TRECHO FORNECIDO:
+++

Trazemos nessa seção cenas transformadas em registros narrativos, ao pesquisarmos com o cotidiano de uma unidade de Educação Infantil, pública e universitária, no período compreendido entre 2014 e 2017, envolvendo crianças de 3, 4 e 5 anos que compõem um único grupamento7. Cenas que conectam a prática pedagógica ao debate sobre a avaliação.

Maria Luiza narra experiências do seu processo de aprender, fruto das curiosidades infantis, mobilizadas pelo encontro de um exoesqueleto no parque da escola. Experiências que provocam conversas com o pai e trazem diálogos já ocorridos com os colegas e a professora. Experiências que expõem os saberes infantis, mas também emoções, conquistas, o reconhecimento da percepção da presença do outro nas suas aprendizagens e a alegria do conhecer e de poder partilhar saberes de modo próprio.

Enzo, Sofia, Nicolas e Isabel desenham juntos e, nesse processo, parecem construir e reconstruir saberes sobre a escrita, sobre formas de pensar, de se exprimir e de se relacionar. A organização do espaço, em pequenos grupos, e a disponibilidade de materiais possibilitam a ampliação do olhar da professora sobre as interações que ali acontecem, entre as crianças. A professora observa, a seu tempo, cada uma das cenas. Registra, em pequenas notas, para não perder o momento e, posteriormente, resgata o observado, em uma narrativa. Interessada em práticas de avaliação significativas para o trabalho com as infâncias, interroga, como cada cena, aparentemente trivial, fornece elementos para avaliar as aprendizagens e o desenvolvimento de cada criança, em seus tempos e modos próprios. Processo que, ao abrir-se às surpresas e curiosidades, se desdobra em aprendizagens para ambas, professora e crianças. As insistentes indagações docentes, tanto em nível prático quanto teórico, fomentam reflexão e apontam modos da escuta das crianças e das relações com elas que mobilizam a professora a também conhecer e recriar sua docência, favorecendo a produção de um cotidiano em que se constroem práticas de avaliação em conjunto.

Com Maria Luiza, muitas vozes e diferentes saberes são ouvidos quando, em diálogo com o pai, ele alimenta o seu pensamento e a sua imaginação. A professora, nesse momento espectadora, se percebe participando das aprendizagens infantis, embora reconheça que não as determina. Utiliza como recursos para a sua prática pedagógica a observação da cena e o seu registro, por entender que as ocasiões de trocas entre adultos e crianças são importantes para a partilha das conquistas infantis. Ao retomar seus registros, fruto do acompanhamento cotidiano, encontra elementos para articular uma avaliação que procura dar visibilidade a processos ainda não claros para a criança, sua família ou a própria professora.

Ao trazer para a avaliação o registro de trocas não planejadas, como a descrita, a professora encontra evidências de aprendizagens da criança. Com o apoio do mural, Maria Luíza narra o vivido, integrando diferentes compreensões, expressando curiosidades, saberes, competências, habilidades, sentimentos e valores culturais presentes em suas experiências. No diálogo com o pai, aponta descobertas, discrimina, explica, constrói relações e reelabora o pensamento. No jogo enunciativo, ao colocar a linguagem em ação, interioriza regras, posturas e atos, enquanto domina operações e produz sentidos, assim se constituindo como sujeito (SMOLKA, 1988).

+++

LINHAS DE DADOS:
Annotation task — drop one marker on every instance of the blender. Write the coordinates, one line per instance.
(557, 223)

+++

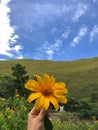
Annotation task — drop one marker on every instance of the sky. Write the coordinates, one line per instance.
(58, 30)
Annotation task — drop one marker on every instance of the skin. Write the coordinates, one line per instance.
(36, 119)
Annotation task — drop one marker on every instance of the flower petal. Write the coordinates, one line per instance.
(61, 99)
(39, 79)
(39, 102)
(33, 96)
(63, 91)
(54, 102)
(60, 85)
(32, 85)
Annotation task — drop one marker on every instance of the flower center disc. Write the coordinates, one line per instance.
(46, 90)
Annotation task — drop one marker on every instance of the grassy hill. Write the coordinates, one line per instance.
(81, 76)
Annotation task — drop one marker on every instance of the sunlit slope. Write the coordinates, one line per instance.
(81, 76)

+++

Segundo o trecho sobre avaliação na Educação Infantil, que objeto encontrado no parque da escola mobilizou as curiosidades de Maria Luiza? As linhas não têm relação com o trecho.

RESPOSTA:
Um exoesqueleto.